Exercise brief.
Once the pictures are set aside, transcribe the remaining data exactly.

(Records from a dataset)
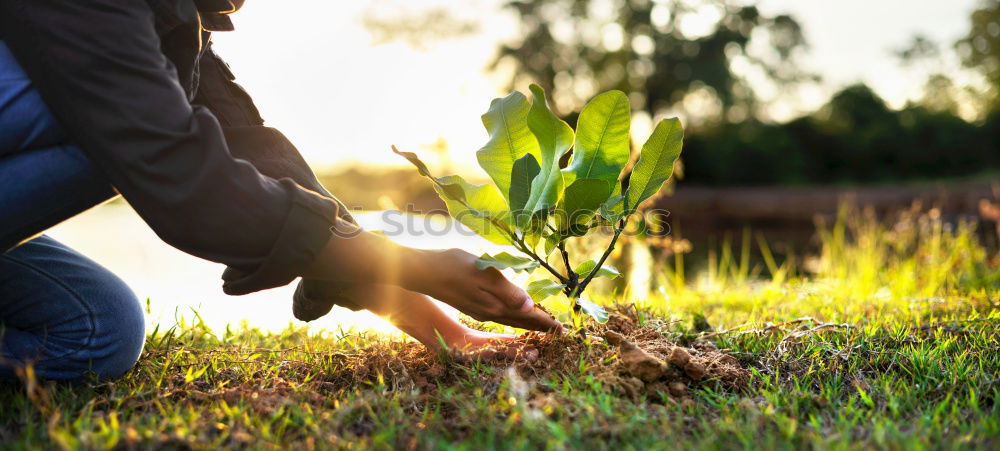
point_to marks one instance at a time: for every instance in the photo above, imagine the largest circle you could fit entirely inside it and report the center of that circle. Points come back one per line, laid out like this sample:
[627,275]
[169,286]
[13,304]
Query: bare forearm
[359,257]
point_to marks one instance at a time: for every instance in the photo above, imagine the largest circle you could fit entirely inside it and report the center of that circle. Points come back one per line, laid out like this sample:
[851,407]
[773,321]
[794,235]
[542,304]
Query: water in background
[178,284]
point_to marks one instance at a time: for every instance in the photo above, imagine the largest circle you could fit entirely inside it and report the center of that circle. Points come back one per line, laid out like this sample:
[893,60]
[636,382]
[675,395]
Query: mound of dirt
[628,359]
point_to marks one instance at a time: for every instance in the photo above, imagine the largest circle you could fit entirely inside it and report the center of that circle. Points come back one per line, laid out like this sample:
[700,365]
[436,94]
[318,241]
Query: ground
[890,342]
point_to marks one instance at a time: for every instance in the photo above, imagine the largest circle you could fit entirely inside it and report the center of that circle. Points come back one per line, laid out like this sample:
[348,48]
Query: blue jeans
[61,313]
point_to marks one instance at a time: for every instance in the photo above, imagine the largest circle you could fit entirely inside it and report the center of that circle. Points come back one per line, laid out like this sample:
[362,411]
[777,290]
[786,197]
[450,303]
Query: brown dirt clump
[632,360]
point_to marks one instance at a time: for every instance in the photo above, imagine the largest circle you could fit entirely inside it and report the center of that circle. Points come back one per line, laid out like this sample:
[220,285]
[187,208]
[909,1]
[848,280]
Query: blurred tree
[392,20]
[980,49]
[657,51]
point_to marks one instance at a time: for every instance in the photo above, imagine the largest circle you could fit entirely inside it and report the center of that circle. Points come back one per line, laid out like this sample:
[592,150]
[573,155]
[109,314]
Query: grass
[890,342]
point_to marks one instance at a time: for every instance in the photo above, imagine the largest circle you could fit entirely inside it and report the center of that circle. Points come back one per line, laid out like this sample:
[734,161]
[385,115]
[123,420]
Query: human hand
[452,277]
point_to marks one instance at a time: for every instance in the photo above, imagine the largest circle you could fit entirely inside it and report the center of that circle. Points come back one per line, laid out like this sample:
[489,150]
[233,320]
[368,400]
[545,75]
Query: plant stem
[611,247]
[521,246]
[516,240]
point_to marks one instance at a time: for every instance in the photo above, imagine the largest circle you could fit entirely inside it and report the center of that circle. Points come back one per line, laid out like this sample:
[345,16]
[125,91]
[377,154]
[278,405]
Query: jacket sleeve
[98,66]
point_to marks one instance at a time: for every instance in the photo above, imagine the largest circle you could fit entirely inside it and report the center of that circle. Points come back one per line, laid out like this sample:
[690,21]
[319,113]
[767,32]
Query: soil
[629,360]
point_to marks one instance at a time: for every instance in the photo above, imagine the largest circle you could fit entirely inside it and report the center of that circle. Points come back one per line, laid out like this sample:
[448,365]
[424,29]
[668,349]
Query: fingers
[511,295]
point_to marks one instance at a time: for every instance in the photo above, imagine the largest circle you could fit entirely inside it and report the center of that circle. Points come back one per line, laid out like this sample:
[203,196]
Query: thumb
[513,296]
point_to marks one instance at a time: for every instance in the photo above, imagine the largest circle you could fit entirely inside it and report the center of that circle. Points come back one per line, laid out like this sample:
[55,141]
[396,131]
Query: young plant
[536,204]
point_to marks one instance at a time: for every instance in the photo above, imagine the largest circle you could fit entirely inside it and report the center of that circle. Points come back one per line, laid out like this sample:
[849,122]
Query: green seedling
[535,204]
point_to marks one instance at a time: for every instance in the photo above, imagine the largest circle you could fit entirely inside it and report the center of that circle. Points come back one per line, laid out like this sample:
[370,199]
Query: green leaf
[510,139]
[602,139]
[551,241]
[656,162]
[595,311]
[486,203]
[613,209]
[582,201]
[539,290]
[583,269]
[554,137]
[524,171]
[504,261]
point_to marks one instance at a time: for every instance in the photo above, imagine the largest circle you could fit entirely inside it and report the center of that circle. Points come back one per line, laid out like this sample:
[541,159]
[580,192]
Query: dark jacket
[124,79]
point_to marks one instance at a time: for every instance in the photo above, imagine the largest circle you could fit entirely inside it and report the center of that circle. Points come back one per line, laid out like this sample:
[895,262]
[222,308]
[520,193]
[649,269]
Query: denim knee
[119,330]
[65,314]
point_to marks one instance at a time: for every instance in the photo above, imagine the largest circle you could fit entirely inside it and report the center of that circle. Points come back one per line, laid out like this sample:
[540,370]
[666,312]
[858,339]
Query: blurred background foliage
[641,48]
[695,58]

Task solution.
point_to marks one instance at a time: for every instance in the photo above, imagine the largest circle you could fit entirely inside it and report the center of that circle. Points come back one per line, laid out like this sample:
[627,275]
[169,286]
[13,304]
Query: bare forearm
[359,257]
point_to marks one instance at a time: for every instance in the photo above, imagine the largest circle you could fit entirely inside it and report the center of that circle. Points come back one per line, laid out like this sample:
[851,407]
[773,321]
[794,235]
[542,304]
Query: water in background
[178,284]
point_to marks one instance at a time: for every instance in the photo above, imagine the largest circle you could fit entirely inside it and report the center of that circle. Points come back one per line, laid out like this sample:
[893,60]
[636,382]
[675,395]
Query: mound of dirt
[628,359]
point_to marks one instance at a time: for every instance in the photo above, imagine the largest circle you could fit entirely inside it and report the center of that circle. Points come back one per line, laid out like this sample:
[700,365]
[436,94]
[318,241]
Query: ground
[890,342]
point_to marks one instance at a time: for every instance in the photo above, imagine the largest circle you could fit entirely inside it and report the center of that circle. Points come back one per line, laid out like this sample:
[348,48]
Query: blue jeans
[61,313]
point_to marks one instance at a time: for every instance in the photo above, imagine the largest circle you could fit entirely inside it and report the center of that circle. Points come back one per line, laid out like this sample:
[362,411]
[777,290]
[786,197]
[450,303]
Query: brown dirt clump
[632,360]
point_to marks one instance at a time: for every instance in the photo above, imagine the largest circle you could fit entirely inside it and report the center of that circle. Points come back one per line, laid out like this sample:
[220,285]
[187,208]
[909,1]
[848,280]
Query: blurred tree
[392,20]
[980,49]
[657,51]
point_to marks one instance at a time: for every instance in the photo above, imagine the largest circle you could fit entirely inside it and report the center of that circle. Points come back one per line, laid out like this sample:
[592,150]
[573,155]
[109,314]
Query: grass
[890,342]
point_to marks one instance at a time: for every instance in the photo above, imagine the largest circle you could fit entirely inside it and report the center of that circle. Points come back one per line, laid out like this sample:
[734,161]
[385,115]
[123,420]
Query: human hand
[452,277]
point_to marks one instance at a time: for every instance in the photo above, imagine the largest circle you could fit entirely inside it and report the center of that circle. Points come back one per line, laid out like this sample:
[489,150]
[233,320]
[368,400]
[545,75]
Query: plant stem
[611,247]
[521,246]
[516,240]
point_to marks one instance at a time: for every instance in the photo above, imagine the largest circle you could fit entirely inside it and report the center of that circle. Points come back one per line, laid out like this sample:
[345,16]
[125,91]
[377,154]
[278,405]
Query: jacket sleeve
[98,66]
point_to marks one instance at a time: for every instance in the photo above, imagine the largest circle you could fit entirely inside it and report the center of that circle. Points come back one per line, laid out like this sample:
[690,21]
[319,113]
[767,32]
Query: soil
[629,360]
point_to marks one instance at a time: for every instance in the photo above, imagine the largest circle you could fit entirely inside it and report the center of that circle. Points come back one per line, laid out like this sample:
[448,365]
[424,29]
[668,349]
Query: fingers
[511,295]
point_to marks one instance at a time: for every instance in the photo above, imagine the largest circle you could fit entirely inside it and report the center of that circle. Points come back one per line, laid out like this sample:
[203,196]
Query: thumb
[513,296]
point_to marks one instance at a time: for every instance in the photo above, imagine the largest circle you could fit entirely inside it and report the center of that circle. Points come back one per line, laid out like this sample:
[55,141]
[396,131]
Query: young plant
[536,204]
point_to marks one instance at a time: for every instance in the photo above, imagine the largest circle you could fit entirely inside it and report the center of that circle. Points come back one per line, laid out like this sample:
[849,122]
Query: green seedling
[535,204]
point_to marks one instance at a time: for every instance in the photo above, imagine the largest circle you could fit entirely inside it and report the center of that circle. Points come back one per line, laid out like this sample:
[370,199]
Query: green leaf
[510,139]
[602,139]
[551,241]
[656,162]
[595,311]
[486,203]
[613,209]
[582,201]
[539,290]
[583,269]
[554,137]
[524,171]
[504,261]
point_to marks one instance at a time: for every instance in the photo above, imagine the largest circle you could fit entirely inside it and report the center of that circle. Points come back one per line, laid out like this sample:
[541,159]
[580,192]
Query: dark jacket
[124,79]
point_to marks one instance at a time: for every instance in the photo above, imagine the largest circle you could fit entirely inside it and report the center of that circle. Points come back one per line, laid out like this sample:
[895,262]
[222,308]
[520,193]
[649,269]
Query: denim knee
[119,330]
[65,314]
point_to marks one instance at a time: for every instance in the photo above, imagine the largest circle you could fit entirely inside it and report the center of that circle. Points come back one per line, laid out like this sample:
[540,370]
[666,312]
[858,339]
Query: blurred background foliage
[641,48]
[695,58]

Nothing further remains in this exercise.